[Items from a dataset]
= Beginning of Section =
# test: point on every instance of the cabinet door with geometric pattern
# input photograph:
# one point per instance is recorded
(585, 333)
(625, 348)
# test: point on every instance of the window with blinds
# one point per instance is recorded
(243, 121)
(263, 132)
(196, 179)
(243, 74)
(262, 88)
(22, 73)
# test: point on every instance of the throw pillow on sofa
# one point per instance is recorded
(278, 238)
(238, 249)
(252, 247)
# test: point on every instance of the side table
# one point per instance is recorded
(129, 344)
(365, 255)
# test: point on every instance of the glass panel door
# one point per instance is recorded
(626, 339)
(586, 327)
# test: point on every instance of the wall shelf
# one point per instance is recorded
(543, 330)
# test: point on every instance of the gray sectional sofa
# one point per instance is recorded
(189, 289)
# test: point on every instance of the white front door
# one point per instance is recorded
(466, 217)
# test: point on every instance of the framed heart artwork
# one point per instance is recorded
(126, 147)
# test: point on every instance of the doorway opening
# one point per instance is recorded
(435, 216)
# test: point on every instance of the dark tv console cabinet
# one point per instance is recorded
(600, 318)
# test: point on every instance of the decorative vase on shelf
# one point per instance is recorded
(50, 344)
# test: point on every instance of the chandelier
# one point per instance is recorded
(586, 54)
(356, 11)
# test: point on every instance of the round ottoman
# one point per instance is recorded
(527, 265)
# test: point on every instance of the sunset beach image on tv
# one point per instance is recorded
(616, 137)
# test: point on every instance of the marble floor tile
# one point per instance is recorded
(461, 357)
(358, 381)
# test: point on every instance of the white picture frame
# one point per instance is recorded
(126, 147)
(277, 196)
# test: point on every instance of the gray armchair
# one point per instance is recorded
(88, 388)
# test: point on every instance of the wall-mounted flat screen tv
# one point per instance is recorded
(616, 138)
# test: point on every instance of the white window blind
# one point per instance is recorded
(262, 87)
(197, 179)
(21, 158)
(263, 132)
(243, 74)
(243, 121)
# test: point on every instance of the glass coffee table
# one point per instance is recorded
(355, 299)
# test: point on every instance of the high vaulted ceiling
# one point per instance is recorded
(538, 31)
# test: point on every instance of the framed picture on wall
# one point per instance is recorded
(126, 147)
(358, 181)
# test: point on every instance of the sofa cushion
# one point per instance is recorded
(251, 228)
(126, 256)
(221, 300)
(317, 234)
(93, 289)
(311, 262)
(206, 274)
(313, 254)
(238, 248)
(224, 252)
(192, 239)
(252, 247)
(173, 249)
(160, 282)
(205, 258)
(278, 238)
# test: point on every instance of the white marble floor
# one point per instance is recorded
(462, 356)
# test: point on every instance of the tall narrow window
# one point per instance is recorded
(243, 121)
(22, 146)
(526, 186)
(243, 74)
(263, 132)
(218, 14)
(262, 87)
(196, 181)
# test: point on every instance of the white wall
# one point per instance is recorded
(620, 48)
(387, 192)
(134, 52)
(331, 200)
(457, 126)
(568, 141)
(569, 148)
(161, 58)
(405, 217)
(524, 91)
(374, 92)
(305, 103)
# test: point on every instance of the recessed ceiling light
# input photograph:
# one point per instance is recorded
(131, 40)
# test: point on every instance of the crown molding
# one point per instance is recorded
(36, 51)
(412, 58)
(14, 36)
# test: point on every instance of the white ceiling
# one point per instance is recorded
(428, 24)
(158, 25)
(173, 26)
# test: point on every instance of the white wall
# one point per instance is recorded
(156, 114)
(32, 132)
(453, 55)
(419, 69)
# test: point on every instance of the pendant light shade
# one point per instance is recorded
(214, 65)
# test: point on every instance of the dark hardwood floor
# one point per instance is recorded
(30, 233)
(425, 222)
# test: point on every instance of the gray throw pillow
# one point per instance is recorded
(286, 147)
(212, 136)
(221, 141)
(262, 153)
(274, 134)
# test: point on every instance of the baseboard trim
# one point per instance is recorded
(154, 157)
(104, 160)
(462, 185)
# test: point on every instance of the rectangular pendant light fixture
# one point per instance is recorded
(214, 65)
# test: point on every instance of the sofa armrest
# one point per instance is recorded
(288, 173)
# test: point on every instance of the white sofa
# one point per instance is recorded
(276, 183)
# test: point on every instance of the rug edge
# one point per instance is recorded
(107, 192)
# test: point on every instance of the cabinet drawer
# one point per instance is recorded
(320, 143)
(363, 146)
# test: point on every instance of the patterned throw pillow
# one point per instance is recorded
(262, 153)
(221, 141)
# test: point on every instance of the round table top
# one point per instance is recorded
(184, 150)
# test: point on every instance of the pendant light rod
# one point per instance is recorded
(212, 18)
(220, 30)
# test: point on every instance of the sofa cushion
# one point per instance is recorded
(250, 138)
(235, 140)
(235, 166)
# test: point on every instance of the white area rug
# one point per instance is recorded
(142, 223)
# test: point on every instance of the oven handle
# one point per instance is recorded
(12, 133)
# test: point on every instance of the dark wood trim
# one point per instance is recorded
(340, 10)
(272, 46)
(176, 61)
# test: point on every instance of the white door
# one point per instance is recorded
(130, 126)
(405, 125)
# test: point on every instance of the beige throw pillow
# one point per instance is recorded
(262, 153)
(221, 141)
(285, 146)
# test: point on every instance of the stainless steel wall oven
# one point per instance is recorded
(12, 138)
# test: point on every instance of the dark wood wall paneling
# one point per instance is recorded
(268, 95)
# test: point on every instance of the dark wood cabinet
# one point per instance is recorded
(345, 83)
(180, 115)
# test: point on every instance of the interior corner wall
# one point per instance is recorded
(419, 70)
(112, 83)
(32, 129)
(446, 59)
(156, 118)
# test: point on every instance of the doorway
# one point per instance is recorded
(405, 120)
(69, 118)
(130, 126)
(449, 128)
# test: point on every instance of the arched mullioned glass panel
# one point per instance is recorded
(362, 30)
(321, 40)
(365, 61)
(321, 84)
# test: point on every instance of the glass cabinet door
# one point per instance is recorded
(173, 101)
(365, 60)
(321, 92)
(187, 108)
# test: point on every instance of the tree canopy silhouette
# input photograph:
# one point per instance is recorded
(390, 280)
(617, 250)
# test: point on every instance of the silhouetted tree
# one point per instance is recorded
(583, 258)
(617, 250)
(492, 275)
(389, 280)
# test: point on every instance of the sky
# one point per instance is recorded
= End of Section =
THE PROBLEM:
Start with the line above that contains "# test: point on every instance of the doorway opening" and end with the line that contains "# test: point on every instance of the wall-mounted". Write out those lines exactly, and only those.

RESPONSE:
# test: point on every instance of the doorway opening
# one point per instance is recorded
(435, 216)
# test: point on every instance of the dark tv console cabinet
# one point per instance is recorded
(600, 318)
# test: point on every instance of the decorative vase on shelf
# one point per instance is recorded
(50, 344)
# test: point on every instance of the chandelier
# one point per instance is recorded
(586, 54)
(356, 11)
# test: point on every instance of the round ottoman
# one point per instance is recorded
(527, 265)
# test: point on every instance of the sunset beach image on tv
# one point per instance is recorded
(616, 137)
# test: point on every instance of the marble floor tile
# one point per instance is recorded
(461, 357)
(358, 381)
# test: point on every instance of the white picture frame
# one point per instance is recorded
(126, 147)
(277, 196)
# test: point on every instance of the gray armchair
# one point per instance is recorded
(88, 388)
# test: point on every instance of the wall-mounted flat screen tv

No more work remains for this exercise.